> _Instructions to follow_
In the entries below, return only the line containing "Target: background forest" and those after it, exactly, through the last line.
• • •
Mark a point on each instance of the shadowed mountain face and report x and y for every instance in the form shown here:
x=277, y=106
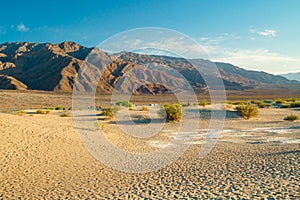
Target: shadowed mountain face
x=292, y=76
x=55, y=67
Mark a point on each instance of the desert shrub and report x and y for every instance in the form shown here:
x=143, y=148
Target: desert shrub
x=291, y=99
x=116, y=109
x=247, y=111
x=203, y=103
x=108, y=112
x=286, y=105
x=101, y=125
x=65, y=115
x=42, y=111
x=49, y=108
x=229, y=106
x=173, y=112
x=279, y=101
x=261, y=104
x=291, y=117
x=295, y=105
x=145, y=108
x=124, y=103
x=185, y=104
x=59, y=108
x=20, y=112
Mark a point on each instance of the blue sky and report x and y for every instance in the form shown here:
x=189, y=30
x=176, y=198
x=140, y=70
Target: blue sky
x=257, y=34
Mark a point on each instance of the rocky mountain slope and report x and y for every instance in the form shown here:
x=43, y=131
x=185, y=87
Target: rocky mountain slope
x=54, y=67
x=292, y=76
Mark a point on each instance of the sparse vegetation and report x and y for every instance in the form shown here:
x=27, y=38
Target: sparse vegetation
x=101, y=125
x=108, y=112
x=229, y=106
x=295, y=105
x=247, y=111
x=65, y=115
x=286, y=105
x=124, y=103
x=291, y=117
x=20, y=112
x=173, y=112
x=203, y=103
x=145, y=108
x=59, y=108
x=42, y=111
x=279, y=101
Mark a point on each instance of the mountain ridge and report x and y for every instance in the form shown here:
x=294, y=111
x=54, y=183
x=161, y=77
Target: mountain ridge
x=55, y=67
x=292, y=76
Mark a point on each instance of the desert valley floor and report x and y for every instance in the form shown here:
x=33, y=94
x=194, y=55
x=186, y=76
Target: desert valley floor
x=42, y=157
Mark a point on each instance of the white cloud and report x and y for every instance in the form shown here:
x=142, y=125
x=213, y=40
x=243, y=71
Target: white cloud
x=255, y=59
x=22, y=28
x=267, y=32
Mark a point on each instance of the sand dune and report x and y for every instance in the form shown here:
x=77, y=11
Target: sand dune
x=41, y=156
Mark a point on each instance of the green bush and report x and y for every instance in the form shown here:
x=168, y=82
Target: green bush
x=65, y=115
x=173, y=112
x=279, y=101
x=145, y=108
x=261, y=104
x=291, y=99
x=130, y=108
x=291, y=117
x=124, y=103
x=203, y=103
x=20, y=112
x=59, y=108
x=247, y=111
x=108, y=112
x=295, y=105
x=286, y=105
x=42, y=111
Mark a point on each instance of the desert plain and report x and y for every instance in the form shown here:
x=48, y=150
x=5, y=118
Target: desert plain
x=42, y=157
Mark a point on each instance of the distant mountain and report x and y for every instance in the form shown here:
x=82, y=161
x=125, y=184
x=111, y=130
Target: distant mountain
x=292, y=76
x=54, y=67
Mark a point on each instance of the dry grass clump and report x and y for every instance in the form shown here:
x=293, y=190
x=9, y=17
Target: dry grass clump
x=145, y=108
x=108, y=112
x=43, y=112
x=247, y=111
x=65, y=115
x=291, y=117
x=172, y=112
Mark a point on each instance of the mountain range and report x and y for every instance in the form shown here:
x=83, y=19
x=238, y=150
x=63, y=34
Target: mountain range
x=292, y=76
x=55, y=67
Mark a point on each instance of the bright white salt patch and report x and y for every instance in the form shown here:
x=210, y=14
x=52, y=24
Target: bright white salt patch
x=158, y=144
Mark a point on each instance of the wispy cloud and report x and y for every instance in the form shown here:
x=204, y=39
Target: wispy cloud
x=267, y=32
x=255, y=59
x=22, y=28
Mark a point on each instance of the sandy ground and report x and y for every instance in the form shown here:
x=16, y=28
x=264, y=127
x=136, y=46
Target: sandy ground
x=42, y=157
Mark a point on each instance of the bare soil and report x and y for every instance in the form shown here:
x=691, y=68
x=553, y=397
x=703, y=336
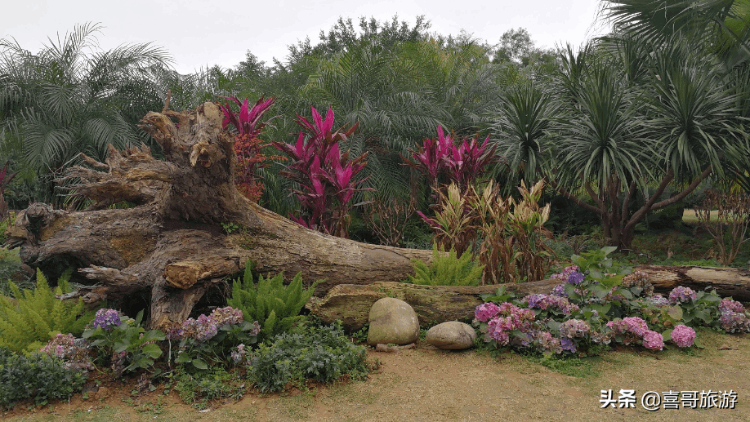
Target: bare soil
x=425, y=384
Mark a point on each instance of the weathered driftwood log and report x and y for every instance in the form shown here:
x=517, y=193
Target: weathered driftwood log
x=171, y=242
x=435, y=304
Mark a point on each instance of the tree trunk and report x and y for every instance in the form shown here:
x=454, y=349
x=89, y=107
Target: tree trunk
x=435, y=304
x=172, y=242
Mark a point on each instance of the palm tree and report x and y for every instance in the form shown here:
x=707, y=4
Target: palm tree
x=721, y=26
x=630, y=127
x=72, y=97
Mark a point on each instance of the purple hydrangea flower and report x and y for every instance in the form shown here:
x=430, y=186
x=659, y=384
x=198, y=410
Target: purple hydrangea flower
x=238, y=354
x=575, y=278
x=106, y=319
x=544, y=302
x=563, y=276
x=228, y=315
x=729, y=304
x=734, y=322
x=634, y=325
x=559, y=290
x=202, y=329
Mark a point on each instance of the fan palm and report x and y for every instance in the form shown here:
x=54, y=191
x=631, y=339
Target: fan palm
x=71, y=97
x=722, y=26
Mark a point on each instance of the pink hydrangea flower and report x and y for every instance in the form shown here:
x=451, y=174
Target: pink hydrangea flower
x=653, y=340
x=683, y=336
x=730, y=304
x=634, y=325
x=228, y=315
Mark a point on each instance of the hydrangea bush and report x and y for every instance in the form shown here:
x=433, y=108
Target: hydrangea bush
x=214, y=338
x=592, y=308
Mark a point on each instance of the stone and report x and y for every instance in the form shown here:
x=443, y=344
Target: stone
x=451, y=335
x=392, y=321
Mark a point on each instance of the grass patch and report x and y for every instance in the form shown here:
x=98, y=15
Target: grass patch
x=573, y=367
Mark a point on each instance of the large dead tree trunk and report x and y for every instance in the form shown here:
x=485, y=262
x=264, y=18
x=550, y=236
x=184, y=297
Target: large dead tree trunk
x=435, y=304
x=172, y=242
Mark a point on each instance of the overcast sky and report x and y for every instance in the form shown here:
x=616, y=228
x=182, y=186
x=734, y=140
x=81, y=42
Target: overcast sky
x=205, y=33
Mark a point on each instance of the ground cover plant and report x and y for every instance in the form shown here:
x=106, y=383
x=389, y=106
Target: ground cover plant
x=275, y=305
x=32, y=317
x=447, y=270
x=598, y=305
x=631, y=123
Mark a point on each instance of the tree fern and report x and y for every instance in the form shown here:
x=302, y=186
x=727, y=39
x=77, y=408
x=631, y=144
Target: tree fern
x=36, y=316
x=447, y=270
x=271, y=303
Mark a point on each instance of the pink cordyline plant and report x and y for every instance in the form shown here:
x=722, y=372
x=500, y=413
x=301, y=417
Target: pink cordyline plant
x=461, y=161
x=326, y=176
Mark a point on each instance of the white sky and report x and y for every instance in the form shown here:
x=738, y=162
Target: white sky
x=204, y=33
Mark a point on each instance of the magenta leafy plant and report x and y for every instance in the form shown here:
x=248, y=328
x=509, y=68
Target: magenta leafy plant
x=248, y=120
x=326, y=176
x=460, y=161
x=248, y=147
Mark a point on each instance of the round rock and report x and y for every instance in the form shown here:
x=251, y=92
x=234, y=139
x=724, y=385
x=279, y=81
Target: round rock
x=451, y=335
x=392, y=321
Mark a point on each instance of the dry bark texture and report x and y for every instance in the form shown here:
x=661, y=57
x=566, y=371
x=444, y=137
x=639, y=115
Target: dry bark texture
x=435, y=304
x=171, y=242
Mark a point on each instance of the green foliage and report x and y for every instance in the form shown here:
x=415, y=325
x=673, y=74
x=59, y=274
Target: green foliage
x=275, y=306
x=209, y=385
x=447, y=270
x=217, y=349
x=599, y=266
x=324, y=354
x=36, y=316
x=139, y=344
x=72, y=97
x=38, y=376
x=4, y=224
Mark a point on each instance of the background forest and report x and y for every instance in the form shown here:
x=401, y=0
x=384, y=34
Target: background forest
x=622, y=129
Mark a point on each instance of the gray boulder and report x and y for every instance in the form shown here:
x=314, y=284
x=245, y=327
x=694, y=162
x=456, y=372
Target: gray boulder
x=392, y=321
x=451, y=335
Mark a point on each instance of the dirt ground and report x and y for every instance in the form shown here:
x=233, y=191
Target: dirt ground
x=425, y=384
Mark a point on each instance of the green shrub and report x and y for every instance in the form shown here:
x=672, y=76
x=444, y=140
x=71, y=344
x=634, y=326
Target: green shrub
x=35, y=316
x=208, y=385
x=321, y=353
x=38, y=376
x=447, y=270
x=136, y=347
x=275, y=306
• • •
> _Exercise output_
Target: background forest
x=622, y=129
Mark a point on each instance of the gray boulder and report x and y for every instance in the form shown here:
x=314, y=284
x=245, y=327
x=694, y=162
x=456, y=372
Target: gray boulder
x=392, y=321
x=451, y=335
Mark a point on each instance of the dirt ground and report x and y for every instance in the form shown here:
x=233, y=191
Target: dirt ground
x=425, y=384
Mark a point on each instance of the green shrub and report x and y for every instance in the form shown here:
x=672, y=76
x=444, y=140
x=71, y=344
x=634, y=326
Target: green shrub
x=35, y=316
x=208, y=385
x=321, y=353
x=38, y=376
x=447, y=270
x=136, y=347
x=275, y=306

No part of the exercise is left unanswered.